- _Spatial localization data_
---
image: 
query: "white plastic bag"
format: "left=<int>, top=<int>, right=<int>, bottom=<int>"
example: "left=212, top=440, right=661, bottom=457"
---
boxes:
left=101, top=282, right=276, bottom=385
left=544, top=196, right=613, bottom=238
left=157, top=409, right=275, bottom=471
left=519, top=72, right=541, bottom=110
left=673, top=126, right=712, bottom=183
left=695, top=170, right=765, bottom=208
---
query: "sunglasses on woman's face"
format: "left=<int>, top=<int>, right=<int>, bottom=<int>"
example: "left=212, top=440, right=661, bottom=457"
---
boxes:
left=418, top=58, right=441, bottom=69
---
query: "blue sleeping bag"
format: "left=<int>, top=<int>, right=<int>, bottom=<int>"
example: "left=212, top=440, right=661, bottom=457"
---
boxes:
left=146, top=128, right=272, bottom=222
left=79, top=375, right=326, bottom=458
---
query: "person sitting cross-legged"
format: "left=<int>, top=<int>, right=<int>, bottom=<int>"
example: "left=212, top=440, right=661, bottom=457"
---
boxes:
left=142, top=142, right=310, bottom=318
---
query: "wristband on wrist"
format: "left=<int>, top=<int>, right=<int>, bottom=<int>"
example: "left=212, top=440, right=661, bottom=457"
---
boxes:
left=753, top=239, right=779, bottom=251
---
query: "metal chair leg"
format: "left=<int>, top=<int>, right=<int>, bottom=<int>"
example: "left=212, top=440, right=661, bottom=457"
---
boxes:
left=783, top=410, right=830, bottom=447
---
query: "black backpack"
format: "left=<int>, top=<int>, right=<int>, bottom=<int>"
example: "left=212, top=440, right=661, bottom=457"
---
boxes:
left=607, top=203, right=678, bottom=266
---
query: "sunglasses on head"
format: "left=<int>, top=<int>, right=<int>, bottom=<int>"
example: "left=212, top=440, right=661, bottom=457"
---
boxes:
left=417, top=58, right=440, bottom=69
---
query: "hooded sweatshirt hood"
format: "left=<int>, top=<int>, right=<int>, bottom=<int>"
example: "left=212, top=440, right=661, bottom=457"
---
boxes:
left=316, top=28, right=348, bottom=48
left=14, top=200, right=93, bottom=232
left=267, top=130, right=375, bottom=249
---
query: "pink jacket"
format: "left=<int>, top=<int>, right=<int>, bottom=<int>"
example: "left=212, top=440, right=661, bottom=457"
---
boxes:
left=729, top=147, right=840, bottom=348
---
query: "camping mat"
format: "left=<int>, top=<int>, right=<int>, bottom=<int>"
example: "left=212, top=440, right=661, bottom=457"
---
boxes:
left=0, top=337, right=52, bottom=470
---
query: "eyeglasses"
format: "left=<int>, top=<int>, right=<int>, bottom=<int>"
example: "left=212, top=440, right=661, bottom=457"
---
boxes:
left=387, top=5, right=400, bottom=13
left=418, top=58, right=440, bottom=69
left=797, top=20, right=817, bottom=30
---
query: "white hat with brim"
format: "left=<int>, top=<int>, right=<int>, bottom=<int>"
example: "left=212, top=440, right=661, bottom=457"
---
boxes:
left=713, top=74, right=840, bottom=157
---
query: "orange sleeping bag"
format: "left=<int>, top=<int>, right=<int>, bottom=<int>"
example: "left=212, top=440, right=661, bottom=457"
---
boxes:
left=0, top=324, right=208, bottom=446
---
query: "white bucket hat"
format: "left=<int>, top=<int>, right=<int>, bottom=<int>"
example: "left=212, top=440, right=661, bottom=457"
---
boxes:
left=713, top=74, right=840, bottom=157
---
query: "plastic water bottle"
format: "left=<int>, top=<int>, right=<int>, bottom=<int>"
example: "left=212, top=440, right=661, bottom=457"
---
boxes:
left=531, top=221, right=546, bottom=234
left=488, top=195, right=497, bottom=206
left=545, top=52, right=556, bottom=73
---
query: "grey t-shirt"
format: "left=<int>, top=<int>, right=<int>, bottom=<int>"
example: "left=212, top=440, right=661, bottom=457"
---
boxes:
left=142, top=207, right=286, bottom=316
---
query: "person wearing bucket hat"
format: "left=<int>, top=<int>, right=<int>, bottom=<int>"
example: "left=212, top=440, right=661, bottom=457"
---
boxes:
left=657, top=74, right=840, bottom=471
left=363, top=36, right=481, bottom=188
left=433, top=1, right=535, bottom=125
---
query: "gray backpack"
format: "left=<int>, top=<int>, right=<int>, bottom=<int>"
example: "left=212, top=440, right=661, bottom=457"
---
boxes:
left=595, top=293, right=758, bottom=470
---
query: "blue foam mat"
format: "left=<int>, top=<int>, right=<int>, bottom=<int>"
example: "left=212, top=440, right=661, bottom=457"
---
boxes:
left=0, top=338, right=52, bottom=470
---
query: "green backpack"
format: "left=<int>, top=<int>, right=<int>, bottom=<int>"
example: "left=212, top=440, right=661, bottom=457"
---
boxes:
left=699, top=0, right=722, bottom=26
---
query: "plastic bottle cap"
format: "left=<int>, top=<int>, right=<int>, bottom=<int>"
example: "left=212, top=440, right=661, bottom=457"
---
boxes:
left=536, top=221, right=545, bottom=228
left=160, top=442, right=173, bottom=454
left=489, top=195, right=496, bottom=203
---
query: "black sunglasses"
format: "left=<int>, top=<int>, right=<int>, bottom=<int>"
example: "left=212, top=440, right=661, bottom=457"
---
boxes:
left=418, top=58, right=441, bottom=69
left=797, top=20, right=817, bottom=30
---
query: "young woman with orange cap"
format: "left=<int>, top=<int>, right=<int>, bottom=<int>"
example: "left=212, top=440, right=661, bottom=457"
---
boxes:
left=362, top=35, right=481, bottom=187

- _PROBLEM TO SOLVE_
Each line of the data that includes "backpack" should be copied.

- _RESULT FOR THIS TASK_
query: "black backpack"
query: "gray backpack"
query: "green backpack"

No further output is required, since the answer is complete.